-- Your goal --
Answer these questions using the passage on Purim that follows.
1. Besides the family Megillah reading, what did the congregation's Purim celebration include?
2. Which chapter of the Book of Esther does the passage call infamous?
3. How many Persians does the passage say the Jews of Persia slew?

START Text section

Like many American rabbis around the country, I spent the most of the day yesterday leading my congregation’s noisy, joyously raucous Purim celebration, complete with a carnival and a family Megillah reading. As per usual, we read a somewhat watered-down version of the Book of Esther – one that characteristically kept the sexual hijinx and violence to a minimum. Even with our PG version, however, there was no getting around the decidedly darker aspects of the Purim story – particularly the infamous ninth chapter in which we read that the Jews of Persia slew 75,000 Persians then celebrated the day after with a festival of “feasting and merry making.”

END Text section
START Records supplied

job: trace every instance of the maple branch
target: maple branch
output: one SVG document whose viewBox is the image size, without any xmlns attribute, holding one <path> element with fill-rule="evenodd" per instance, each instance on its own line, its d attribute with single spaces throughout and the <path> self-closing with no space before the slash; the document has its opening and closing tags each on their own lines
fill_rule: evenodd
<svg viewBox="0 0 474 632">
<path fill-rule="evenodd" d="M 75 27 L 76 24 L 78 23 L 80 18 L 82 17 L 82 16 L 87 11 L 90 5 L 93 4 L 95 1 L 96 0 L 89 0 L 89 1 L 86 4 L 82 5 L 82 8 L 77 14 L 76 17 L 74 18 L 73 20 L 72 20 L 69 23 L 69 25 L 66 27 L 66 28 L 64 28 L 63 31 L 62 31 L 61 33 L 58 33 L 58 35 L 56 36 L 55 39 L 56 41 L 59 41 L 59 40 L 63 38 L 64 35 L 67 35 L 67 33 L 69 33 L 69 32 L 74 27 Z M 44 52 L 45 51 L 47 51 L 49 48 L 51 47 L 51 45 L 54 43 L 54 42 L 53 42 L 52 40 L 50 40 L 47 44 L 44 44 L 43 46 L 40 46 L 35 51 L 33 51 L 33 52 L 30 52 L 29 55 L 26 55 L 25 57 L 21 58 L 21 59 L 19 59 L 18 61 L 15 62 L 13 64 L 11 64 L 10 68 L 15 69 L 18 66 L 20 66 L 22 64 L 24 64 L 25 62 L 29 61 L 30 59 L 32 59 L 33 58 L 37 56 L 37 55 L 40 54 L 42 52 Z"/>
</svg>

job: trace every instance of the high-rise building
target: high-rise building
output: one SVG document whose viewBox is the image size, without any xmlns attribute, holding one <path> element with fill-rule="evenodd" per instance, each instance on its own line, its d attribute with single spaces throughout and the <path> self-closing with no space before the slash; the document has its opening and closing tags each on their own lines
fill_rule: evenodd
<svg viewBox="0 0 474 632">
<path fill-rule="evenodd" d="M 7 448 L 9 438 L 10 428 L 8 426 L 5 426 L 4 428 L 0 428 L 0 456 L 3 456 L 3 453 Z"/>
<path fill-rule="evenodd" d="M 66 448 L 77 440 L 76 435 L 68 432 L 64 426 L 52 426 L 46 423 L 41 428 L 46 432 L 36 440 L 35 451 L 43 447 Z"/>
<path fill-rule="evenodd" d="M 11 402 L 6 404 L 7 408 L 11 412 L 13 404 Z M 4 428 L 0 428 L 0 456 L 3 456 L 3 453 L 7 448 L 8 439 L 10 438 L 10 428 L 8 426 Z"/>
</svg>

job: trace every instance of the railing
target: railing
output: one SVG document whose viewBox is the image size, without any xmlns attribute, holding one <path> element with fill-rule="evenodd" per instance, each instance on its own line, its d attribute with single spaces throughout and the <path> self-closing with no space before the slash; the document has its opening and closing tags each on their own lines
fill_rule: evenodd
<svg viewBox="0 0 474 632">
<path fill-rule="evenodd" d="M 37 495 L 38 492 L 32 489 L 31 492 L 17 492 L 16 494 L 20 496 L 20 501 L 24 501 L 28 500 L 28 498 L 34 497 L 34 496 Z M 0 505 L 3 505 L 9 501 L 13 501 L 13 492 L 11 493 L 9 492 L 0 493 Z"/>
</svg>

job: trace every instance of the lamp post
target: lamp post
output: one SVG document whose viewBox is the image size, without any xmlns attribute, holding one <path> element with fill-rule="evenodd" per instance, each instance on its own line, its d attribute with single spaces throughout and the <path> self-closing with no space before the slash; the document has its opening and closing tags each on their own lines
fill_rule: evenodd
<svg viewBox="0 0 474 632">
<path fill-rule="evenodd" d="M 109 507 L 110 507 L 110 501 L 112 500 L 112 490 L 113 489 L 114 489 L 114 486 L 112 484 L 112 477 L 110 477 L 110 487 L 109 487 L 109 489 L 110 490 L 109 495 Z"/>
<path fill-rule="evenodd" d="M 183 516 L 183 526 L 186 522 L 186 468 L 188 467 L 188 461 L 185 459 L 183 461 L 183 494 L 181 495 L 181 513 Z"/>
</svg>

END Records supplied

-- Final answer --
1. A carnival.
2. The ninth chapter.
3. 75,000.